[Tigers] voltage regulator- Don's suggestions

Theo Smit tsmit at shaw.ca
Fri Sep 23 22:55:38 MDT 2016


When I originally got my Tiger in 1998, the PO's mechanic had screwed the stabilizer into the back of the (wooden) dash panel, with the predictable result that the gauges read high especially when the gauge level was high. I then attached the stabilizer to the dash mounting rail as originally intended but this still didn't give consistent response, so then I went to a solid state  regulator and really haven't looked back since. The IC I use in the ones I and Tom sell is the LM2940, which is designed for automotive use and has built in protection for a variety of common automotive electrical transients. In addition I put in a low voltage detector that turns on a LED when the voltage gets below about 12.6 volts, so that the one wire alternator conversions would still get a status indication. 

I'm sure that Joe P put at least as much thought into the stabilizer he sells and I think either one will do exactly what you need. 

Cheers,
Theo

> On Sep 23, 2016, at 9:37 PM, Larry Mayfield via Tigers <tigers at autox.team.net> wrote:
> 
> Well, today I took one of the Voltage Stabilizers apart. No not the one in the car but one from an old Alpine.  Folks, the design and implementation are NOT rocket science, lol. The internals look as described in the shop manual. But everything is on a miniscule scale. The post where the input power is applied is the attachment for a u shaped piece that goes around a binding post for the wire coil inside. The input post is like one leg of the letter U. The other leg has the absolutely dinky points.  And that leg is wrapped with wire that makes a hair look large by comparison (artistic license taken here, but it is very small).   The U shaped piece is very very thin.  After looking at it and fiddling with it, I still do not see exactly how it works. I suspect that the heater wire is non functional though. I’ll measure tomorrow…
>  
> Now, as I keep mentioning, I am no sparky. Electrical stuff makes me want to scream loudly. But I see that there are lots of voltage regulators on ebay and I have in the past purchased and used some of them. Most are PWM motor supplies but can be dial in to deliver a regulated voltage.  Mast are dirt cheap coming from you know where. Seems to me that one of these would also work if it is just 10 volts out put that is needed. Heck there might even be an Arduino board that would do the trick also.  What about a 10 volt dc-dc power supply? 
>  
> Thoughts?

DIRECTION 1
Collect every line in the entries below that contains the string "gray", matching its case exactly.

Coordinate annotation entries
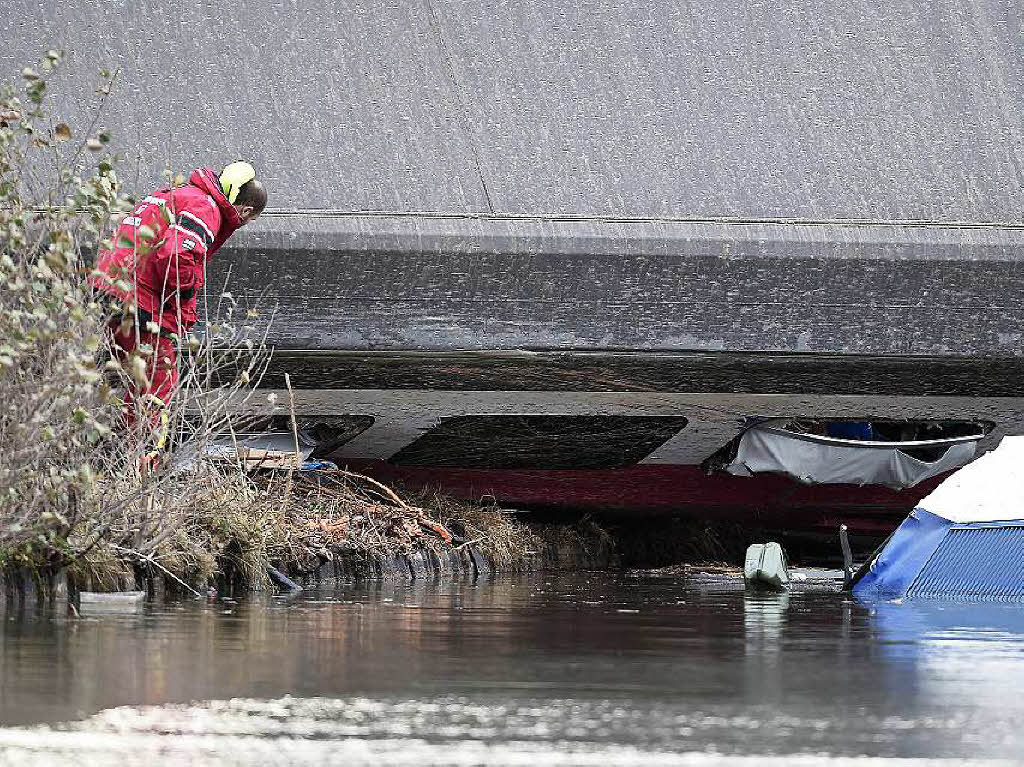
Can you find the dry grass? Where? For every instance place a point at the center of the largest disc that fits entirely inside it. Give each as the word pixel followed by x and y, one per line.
pixel 238 524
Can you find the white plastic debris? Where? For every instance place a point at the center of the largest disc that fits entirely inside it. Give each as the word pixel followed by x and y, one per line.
pixel 765 565
pixel 120 601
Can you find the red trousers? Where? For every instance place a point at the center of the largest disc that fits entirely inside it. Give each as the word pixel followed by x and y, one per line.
pixel 161 368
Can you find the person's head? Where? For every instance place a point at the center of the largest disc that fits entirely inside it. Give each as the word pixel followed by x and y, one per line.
pixel 239 183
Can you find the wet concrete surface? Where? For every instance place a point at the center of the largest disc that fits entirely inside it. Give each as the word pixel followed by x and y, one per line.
pixel 636 668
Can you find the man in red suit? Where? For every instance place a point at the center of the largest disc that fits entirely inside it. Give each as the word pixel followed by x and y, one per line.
pixel 157 267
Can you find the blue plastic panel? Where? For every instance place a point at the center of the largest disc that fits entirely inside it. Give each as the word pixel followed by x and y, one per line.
pixel 983 562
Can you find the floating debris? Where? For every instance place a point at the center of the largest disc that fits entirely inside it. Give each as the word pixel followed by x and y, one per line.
pixel 765 565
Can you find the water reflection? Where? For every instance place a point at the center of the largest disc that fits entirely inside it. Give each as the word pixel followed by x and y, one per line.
pixel 660 666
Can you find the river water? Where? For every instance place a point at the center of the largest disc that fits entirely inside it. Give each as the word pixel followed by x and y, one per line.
pixel 591 669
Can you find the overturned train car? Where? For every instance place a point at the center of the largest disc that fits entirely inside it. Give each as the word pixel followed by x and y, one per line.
pixel 599 255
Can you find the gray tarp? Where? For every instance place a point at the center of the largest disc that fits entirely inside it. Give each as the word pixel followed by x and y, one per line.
pixel 815 460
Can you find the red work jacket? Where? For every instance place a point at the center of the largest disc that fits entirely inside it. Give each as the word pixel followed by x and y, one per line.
pixel 164 265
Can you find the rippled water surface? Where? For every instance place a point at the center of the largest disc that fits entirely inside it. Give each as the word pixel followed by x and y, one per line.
pixel 591 669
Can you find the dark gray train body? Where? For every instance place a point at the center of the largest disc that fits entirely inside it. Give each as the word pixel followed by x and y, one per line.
pixel 705 210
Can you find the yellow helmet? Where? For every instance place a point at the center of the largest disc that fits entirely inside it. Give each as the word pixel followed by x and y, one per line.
pixel 233 177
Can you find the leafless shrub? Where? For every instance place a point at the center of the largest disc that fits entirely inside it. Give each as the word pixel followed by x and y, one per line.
pixel 74 480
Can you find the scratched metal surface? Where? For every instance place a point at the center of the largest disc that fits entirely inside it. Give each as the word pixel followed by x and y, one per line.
pixel 803 109
pixel 411 283
pixel 526 131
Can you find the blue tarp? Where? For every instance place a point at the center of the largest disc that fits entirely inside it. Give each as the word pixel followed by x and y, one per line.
pixel 904 555
pixel 931 556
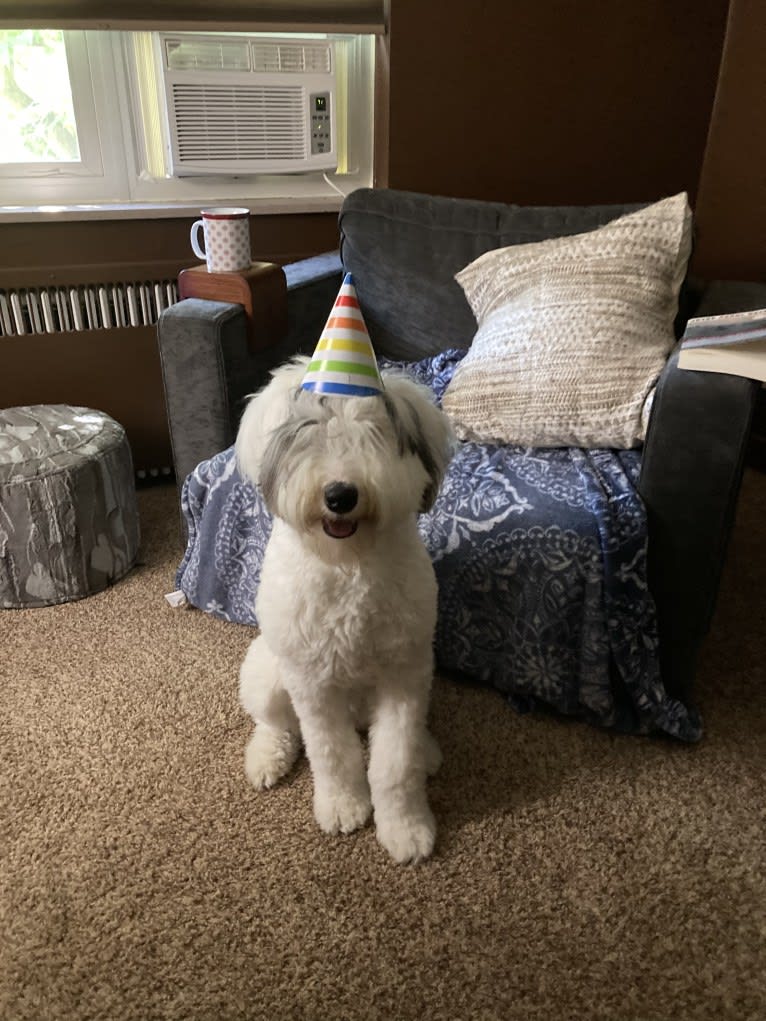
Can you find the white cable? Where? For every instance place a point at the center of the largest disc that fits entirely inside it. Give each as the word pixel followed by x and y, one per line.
pixel 334 186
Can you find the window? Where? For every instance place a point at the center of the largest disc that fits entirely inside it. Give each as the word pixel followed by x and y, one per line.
pixel 91 119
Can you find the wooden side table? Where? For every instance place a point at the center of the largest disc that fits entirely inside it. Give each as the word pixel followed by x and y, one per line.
pixel 261 290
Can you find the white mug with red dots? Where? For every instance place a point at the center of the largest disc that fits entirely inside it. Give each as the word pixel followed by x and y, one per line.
pixel 227 239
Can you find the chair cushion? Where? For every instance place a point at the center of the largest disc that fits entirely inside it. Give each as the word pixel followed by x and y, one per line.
pixel 404 249
pixel 573 332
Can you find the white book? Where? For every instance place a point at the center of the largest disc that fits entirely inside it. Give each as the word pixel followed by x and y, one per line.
pixel 734 343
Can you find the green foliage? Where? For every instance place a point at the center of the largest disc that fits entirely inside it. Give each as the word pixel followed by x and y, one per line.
pixel 41 123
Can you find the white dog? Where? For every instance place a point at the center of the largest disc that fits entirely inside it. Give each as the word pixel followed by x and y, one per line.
pixel 347 600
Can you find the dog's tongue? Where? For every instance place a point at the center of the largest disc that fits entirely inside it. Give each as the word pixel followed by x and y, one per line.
pixel 339 529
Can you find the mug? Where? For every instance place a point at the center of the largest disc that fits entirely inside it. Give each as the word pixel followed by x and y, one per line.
pixel 227 239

DIRECTION 2
From the voltage regulator post, reproduce the stretch from "Theo Smit tsmit" through "a status indication." word for word.

WRITTEN SOLUTION 1
Can you find the gray tarp? Where? For every instance place a point at the center of the largest disc that fits entirely inside it. Give each as the word pixel followed by x and y, one per line.
Can you find the dark gray train body? Where? For every instance place a point at the center of the largest disc that fits entirely inside it. Give each as the word pixel followed by x and y, one per line.

WRITTEN SOLUTION 2
Theo Smit tsmit at shaw.ca
Fri Sep 23 22:55:38 MDT 2016


When I originally got my Tiger in 1998, the PO's mechanic had screwed the stabilizer into the back of the (wooden) dash panel, with the predictable result that the gauges read high especially when the gauge level was high. I then attached the stabilizer to the dash mounting rail as originally intended but this still didn't give consistent response, so then I went to a solid state  regulator and really haven't looked back since. The IC I use in the ones I and Tom sell is the LM2940, which is designed for automotive use and has built in protection for a variety of common automotive electrical transients. In addition I put in a low voltage detector that turns on a LED when the voltage gets below about 12.6 volts, so that the one wire alternator conversions would still get a status indication.